Aangeleverd fragment:
Mijn onderzoek in New York beperkte zich niet tot winkelbezoek. Daarom bevond ik mij om half tien van een warme ochtend in oktober op de zevende verdieping van een kolossaal gebouw aan een van de grotere Avenues. In haar kantoor van niet meer dan vijf vierkante meter werd ik ontvangen door de persmanager van Barnes & Noble, een forse, donkere vrouw. Volledig ontspannen heette ze me welkom. Aan het feit dat zij deze wedstrijd ging winnen, twijfelde ze geen seconde. Haar blik maakte duidelijk dat ik geen partij voor haar was. ‘What are you? Some sort of professor?’, luidde haar begroeting. Op dat moment al geïmponeerd bevestigde ik haar woorden en besloot ik voorbij te gaan aan het feit dat mijn status niet vergelijkbaar was met die van hoogleraar. Het doel van mijn bezoek was om te informeren in hoeverre Barnes & Noble klaar was voor de nieuwe werkelijkheid, voor een wereld waarin ontlezing dreigde, steeds meer transacties zouden verlopen via internet en waarin internetboekhandel Amazon.com een dominante rol zou gaan spelen. Of Barnes & Noble dit alles niet als bedreigend ervoer en hoe de keten dacht met deze op hande zijnde ontwikkelingen om te gaan? Volgens de breeduit lachende persmanager van de boekenfirma was er geen vuiltje aan de lucht. Barnes & Noble zou op internet prima kunnen concurreren met Amazon en al die anderen. En mensen zouden boekhandels blijven bezoeken. Zolang die winkels maar genoeg te bieden hadden. En ze somde op wat Barnes & Noble per week in een willekeurige vestiging organiseerde. Book & breakfast, ontbijten in de winkel en een recente roman bespreken met als ‘host’ een deskundige medewerker van de boekhandel, boekpresentaties, interviews met auteurs, koffie en gebak van een kwaliteit die zich kon meten met Starbucks, te veel om op te noemen. Tot in lengte van dagen zouden haar boekhandels ‘cathedrals of literature’ blijven, een blijvende wijkplaats voor iedereen die het boek liefhad. Ik wees nog op de commerciële kracht van Amazon, hun neiging om op de stoel van de uitgever te gaan zitten en hun grote klantenkennis, maar ook die argumenten werden terzijde geschoven. Volkomen op haar gemak beantwoordde de vrouw mijn vragen. Geen moment was ze uit haar evenwicht. Iedere kritische opmerking, ieder dreigend scenario voor de boekhandel, allemaal werd het weggewuifd met een soepel polsgebaar. Allemaal al aan gedacht en allemaal onder controle nog voordat er ook maar een wolk aan het zwerk verschenen was.

Wat te doen:
Beantwoord deze vragen over het fragment over het bezoek aan Barnes & Noble:
(a) Op welke verdieping werd de ik-figuur ontvangen?
(b) Hoe groot was het kantoor van de persmanager?
(c) Hoe zouden de boekhandels volgens de persmanager tot in lengte van dagen blijven heten?
De gegevens spelen hierbij geen enkele rol.

Gegevensset:
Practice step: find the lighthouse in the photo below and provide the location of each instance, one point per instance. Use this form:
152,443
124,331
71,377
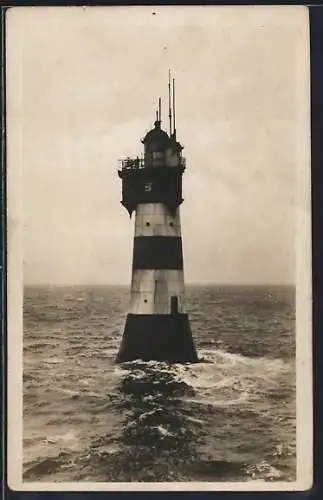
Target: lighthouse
157,325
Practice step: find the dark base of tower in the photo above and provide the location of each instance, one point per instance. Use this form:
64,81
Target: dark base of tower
159,337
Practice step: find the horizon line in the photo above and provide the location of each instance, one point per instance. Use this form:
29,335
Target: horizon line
128,284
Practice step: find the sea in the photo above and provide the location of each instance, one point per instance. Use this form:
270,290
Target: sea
230,417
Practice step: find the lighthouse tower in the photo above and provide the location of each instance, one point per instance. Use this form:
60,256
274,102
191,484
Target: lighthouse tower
157,326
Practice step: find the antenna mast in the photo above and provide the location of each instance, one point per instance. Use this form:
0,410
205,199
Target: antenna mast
169,104
159,107
174,124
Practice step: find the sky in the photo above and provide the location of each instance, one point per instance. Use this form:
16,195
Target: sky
90,81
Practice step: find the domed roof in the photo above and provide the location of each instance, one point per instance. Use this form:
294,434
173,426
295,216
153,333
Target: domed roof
156,139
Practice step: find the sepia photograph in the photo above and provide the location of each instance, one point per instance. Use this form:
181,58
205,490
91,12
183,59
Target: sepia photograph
159,253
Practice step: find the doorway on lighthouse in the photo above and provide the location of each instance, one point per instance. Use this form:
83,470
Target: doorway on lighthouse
174,304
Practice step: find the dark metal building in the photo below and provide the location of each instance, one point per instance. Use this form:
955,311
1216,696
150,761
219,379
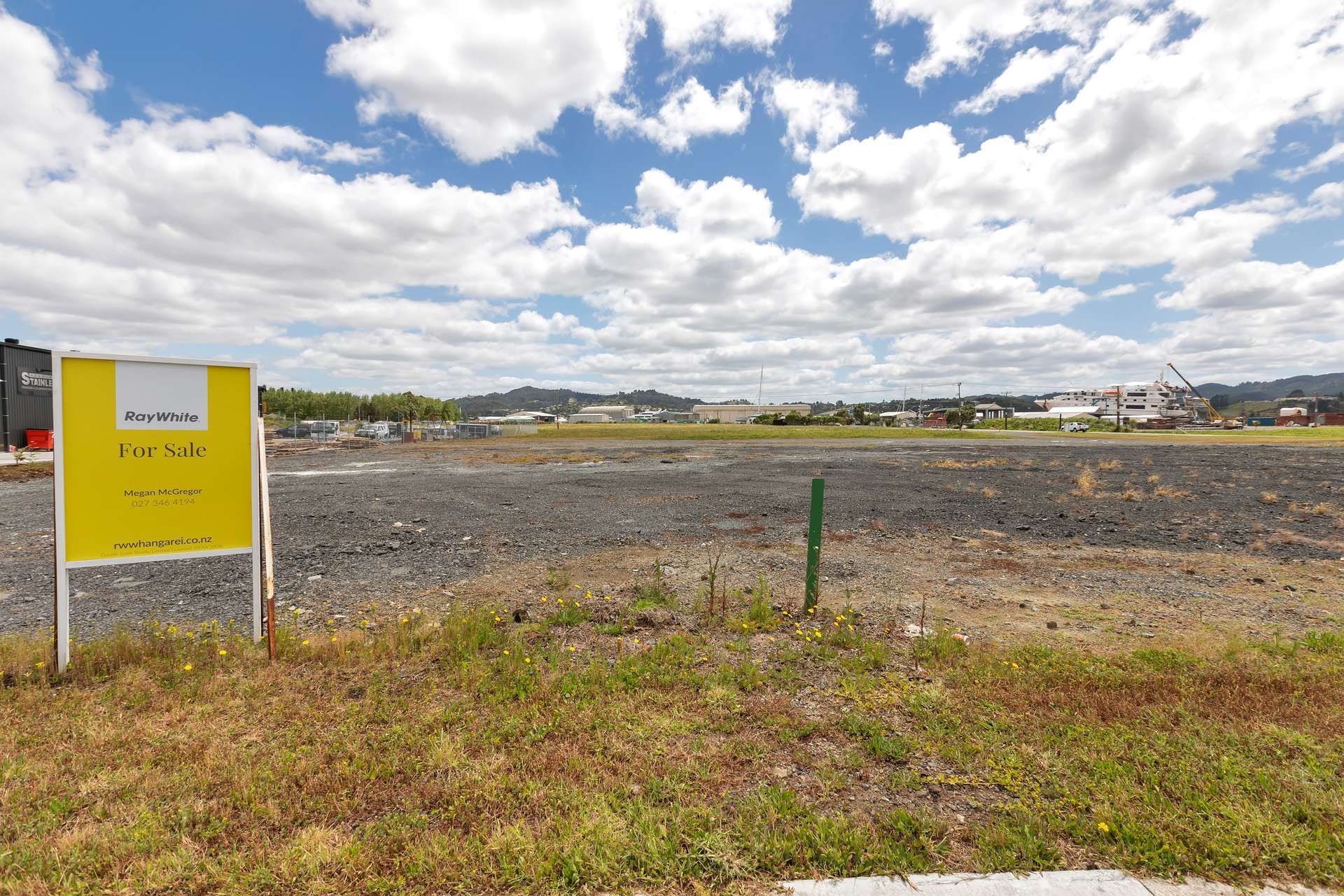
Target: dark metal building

Het resultaat:
(a) Op de zevende verdieping.
(b) Niet meer dan vijf vierkante meter.
(c) ‘Cathedrals of literature’.